▸ **Work instruction**: Print out every record below, exactly as written.
- - -
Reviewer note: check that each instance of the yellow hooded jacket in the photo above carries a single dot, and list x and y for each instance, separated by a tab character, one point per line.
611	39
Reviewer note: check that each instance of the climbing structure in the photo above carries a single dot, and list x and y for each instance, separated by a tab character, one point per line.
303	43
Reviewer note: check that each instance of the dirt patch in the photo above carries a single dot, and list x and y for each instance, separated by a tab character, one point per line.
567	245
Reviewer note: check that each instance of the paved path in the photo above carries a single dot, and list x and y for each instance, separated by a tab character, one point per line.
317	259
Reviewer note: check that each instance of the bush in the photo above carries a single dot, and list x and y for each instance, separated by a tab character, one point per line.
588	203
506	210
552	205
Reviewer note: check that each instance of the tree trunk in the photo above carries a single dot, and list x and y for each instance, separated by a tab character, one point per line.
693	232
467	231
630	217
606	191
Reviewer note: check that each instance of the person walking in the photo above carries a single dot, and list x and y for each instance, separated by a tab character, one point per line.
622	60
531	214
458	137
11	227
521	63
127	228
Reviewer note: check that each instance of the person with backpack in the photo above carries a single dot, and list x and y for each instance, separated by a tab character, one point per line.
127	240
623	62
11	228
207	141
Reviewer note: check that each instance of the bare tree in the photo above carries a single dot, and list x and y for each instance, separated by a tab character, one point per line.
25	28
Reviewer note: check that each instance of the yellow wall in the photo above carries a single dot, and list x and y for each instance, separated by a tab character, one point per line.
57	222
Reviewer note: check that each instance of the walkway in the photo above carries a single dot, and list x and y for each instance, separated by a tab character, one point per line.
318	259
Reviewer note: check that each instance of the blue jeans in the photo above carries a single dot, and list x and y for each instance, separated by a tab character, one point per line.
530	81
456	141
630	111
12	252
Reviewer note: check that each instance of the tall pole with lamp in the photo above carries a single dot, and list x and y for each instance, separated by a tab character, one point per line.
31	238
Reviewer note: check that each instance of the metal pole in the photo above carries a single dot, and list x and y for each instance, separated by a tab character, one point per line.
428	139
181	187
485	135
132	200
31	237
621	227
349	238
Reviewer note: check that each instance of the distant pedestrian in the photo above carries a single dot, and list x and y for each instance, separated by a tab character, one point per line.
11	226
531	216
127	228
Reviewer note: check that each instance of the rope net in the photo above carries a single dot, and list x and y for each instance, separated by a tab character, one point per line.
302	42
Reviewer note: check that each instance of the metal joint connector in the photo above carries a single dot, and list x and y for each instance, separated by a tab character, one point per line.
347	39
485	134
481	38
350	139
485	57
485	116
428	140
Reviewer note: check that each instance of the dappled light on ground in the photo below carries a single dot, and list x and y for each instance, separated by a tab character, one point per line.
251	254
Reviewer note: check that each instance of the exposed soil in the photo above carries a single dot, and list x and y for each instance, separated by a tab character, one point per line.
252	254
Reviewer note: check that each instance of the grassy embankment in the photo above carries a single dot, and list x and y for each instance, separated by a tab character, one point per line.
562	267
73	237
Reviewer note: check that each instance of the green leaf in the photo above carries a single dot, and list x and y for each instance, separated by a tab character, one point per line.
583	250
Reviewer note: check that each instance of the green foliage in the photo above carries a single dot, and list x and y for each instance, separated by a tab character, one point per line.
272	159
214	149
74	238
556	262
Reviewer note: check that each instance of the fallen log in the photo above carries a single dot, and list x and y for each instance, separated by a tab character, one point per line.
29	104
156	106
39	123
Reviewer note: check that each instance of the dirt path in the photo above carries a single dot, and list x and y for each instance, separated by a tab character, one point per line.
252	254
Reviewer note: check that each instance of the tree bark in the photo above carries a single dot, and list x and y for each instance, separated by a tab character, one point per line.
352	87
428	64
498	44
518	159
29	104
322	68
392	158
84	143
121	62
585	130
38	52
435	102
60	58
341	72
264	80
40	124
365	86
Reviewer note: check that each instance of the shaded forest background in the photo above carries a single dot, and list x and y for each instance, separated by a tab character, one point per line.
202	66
- - -
▸ **Your response**:
Reviewer note: check that each instance of the yellow hooded jacket in the photo above carries a single dot, and list x and y for each instance, separated by a tab character, one point per line.
611	39
Reviewer note: check that each instance of the climbing structure in the photo above carries a single dot, and list x and y for each instance, separated by a tab character, one point per line.
303	43
Reviewer note: check that each instance of the dirt patch in the photo above carries a single dot, and list x and y for each instance, separated by a tab character, one point per line.
567	245
Reviewer note: check that each instance of the paved path in the photo above carries a single dot, and list x and y for each instance, separated by a tab character, one point per line.
317	259
Reviewer note: check that each instance of the bush in the photo above carries a single dot, and list x and y for each instance, separated by a tab character, one point per line.
588	203
506	210
552	205
Reviewer note: check that each instance of the tree trunk in the photo above carries a single dot, and list x and y for each instance, separated by a tab character, one point per line.
693	232
467	231
630	217
606	191
Reviewer note: check that each instance of the person walking in the photo above carries a single dot, and list x and y for each instance, separated by a tab character, one point per line.
622	60
531	214
458	137
11	227
521	63
127	228
Reviewer note: check that each instance of the person with backpack in the photo above carries a single dot, and list x and y for each instance, separated by a tab character, one point per line.
127	240
623	62
11	228
207	141
Reviewer note: check that each instance of the bare tree in the photo above carries a single dot, and list x and y for each instance, separated by a tab character, one point per line.
25	28
Reviewer note: check that each instance of the yellow wall in the photo above carries a single dot, and list x and y for each instance, separated by a tab character, one point per line.
57	222
Reviewer note: check that each instance of the walkway in the photo above carries a single dot, and list x and y for each instance, separated by a tab character, one point per line.
318	259
Reviewer note: check that each instance of the blue jeans in the photo above carries a single dot, and list x and y for each instance, separated by a tab character, one point per line.
530	81
456	141
630	111
12	252
Reviewer note: check that each instance of the tall pole with lamp in the photo above carries a single dot, and list x and y for each instance, separated by a tab character, one point per line.
31	238
Reviewer note: check that each instance of the metal pole in the photo above carries a single dot, and list x and y for each instance, separated by a tab character, one point per line.
428	139
181	187
485	135
132	200
31	237
621	227
349	238
Reviewer note: check that each instance of the distant pedestrian in the photo above carries a single dot, and list x and y for each instance, separated by a tab character, one point per line.
11	226
531	216
127	228
Reviewer note: check that each instance of the rope net in the photo above carries a single dot, and list x and y for each instance, separated by a tab character, one point per line.
302	42
Reviewer note: check that each instance of the metal joint connector in the photo above carries a single dot, and list x and y for each instance, separated by a tab character, one point per line.
347	39
485	134
481	38
350	139
485	57
485	116
428	140
Reviewer note: check that each instance of the dappled light on ground in the photo below carries a single dot, and list x and y for each instance, separated by a tab character, one point per line.
251	254
Reviewer note: check that each instance of the exposed soil in the photo above carries a single dot, and list x and y for each instance, separated by a tab character, one point per line.
252	254
Reviewer note: check that each instance of the grassy embankment in the photo above carries a single dot, and list x and y for each instance, separated by a tab character, one point per line.
562	267
73	237
Reviewer note: check that each instance of the green leaf in the photo above carries a single dot, and list x and y for each instance, separated by a tab character, one point per line.
583	250
Reviewer note: check that each instance of the green foliage in the photo above carries a single dot, and list x and y for each instance, separated by a tab character, one point per line.
272	159
214	149
74	238
556	262
Reviewer note: check that each instance of the fallen log in the photo above carries a single dot, and list x and y for each instance, separated by a tab character, one point per line.
29	104
156	106
39	123
Reviewer note: check that each instance of the dirt path in the photo above carries a single dot, and list x and y for each instance, separated by a tab character, one point per line.
252	254
Reviewer note: check that each instance of the tree bark in the photo above carries a single dot, and list x and y for each instance, separated by a tab character, one point per line.
352	87
428	64
498	44
518	159
29	104
322	68
392	158
84	143
121	62
585	130
38	52
435	102
60	58
341	72
264	80
40	124
365	86
Reviewer note: check that each instance of the shaded forest background in the photo above carries a single dot, and list x and y for each instance, separated by a tab character, one point per line.
202	66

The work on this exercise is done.